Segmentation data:

# # #

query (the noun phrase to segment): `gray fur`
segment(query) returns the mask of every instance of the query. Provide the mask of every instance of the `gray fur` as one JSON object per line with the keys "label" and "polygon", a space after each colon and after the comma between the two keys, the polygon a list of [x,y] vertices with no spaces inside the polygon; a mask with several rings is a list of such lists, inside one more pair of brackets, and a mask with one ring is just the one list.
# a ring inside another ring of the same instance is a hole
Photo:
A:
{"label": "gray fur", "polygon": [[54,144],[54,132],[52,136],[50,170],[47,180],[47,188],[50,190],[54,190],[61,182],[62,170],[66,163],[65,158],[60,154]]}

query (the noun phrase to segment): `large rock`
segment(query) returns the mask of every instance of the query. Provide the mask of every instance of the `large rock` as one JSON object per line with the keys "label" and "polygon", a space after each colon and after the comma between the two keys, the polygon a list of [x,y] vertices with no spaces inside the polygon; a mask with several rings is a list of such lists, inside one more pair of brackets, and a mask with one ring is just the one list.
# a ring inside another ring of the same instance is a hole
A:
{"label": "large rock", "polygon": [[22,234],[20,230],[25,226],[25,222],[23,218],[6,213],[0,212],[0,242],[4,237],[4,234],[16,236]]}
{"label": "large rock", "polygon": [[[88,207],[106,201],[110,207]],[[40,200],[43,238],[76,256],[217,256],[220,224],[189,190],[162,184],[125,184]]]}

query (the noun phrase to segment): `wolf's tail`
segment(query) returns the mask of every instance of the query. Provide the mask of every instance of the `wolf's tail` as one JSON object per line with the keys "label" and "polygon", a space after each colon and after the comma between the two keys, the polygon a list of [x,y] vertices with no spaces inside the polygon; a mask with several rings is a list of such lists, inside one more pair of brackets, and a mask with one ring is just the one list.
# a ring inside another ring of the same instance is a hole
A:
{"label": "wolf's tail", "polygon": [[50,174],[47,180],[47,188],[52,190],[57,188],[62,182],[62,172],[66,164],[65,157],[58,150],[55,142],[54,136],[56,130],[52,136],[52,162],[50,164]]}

# # #

Exercise objective:
The records above must be repeated exactly, every one of them.

Written answer:
query (the noun phrase to segment): `gray fur`
segment(query) returns the mask of every instance of the query. Provide the mask of every instance of the `gray fur` as one JSON object per line with the keys "label" and "polygon", a space after each colon and after the comma between the two keys, the polygon a list of [x,y] vertices with no spaces inside the polygon; a mask with several rings is a list of such lists, inside one more pair of brackets, and a mask with one ring is just the one list.
# a ring inside another ring of the same instance is a hole
Photo:
A:
{"label": "gray fur", "polygon": [[54,144],[54,132],[52,136],[50,170],[47,180],[47,188],[50,190],[54,190],[61,182],[62,170],[66,163],[65,158],[60,154]]}

query (the noun phrase to segment): `large rock`
segment(query) returns the mask of every instance of the query. Provide the mask of every instance of the `large rock` as one JSON object per line with the keys "label" and "polygon", a space after each colon and after the comma between the two keys, the polygon a list of [x,y] vertices with no spaces inside the polygon; a mask with several rings is a list of such lists, inside one more pair of brackets, and a mask with one ring is just the one list.
# a ring inside another ring of the same instance is a hole
A:
{"label": "large rock", "polygon": [[22,234],[20,230],[25,226],[25,222],[23,218],[6,213],[0,212],[0,242],[4,237],[4,234],[16,236]]}
{"label": "large rock", "polygon": [[[88,207],[106,201],[110,207]],[[40,200],[43,238],[76,256],[217,256],[220,224],[189,190],[162,184],[125,184]]]}

query (the noun phrase to segment): `wolf's tail`
segment(query) returns the mask of every instance of the query. Provide the mask of every instance of the `wolf's tail` as one JSON object per line with the keys "label" and "polygon", a space after each colon and after the comma between the two keys, the polygon a list of [x,y] vertices with no spaces inside the polygon; a mask with several rings is a list of such lists, inside one more pair of brackets, and a mask with one ring is just the one list.
# a ring inside another ring of the same instance is a hole
A:
{"label": "wolf's tail", "polygon": [[50,174],[47,180],[47,188],[52,190],[57,188],[62,182],[62,172],[66,164],[65,157],[58,150],[55,142],[54,136],[56,130],[52,136],[52,162],[50,164]]}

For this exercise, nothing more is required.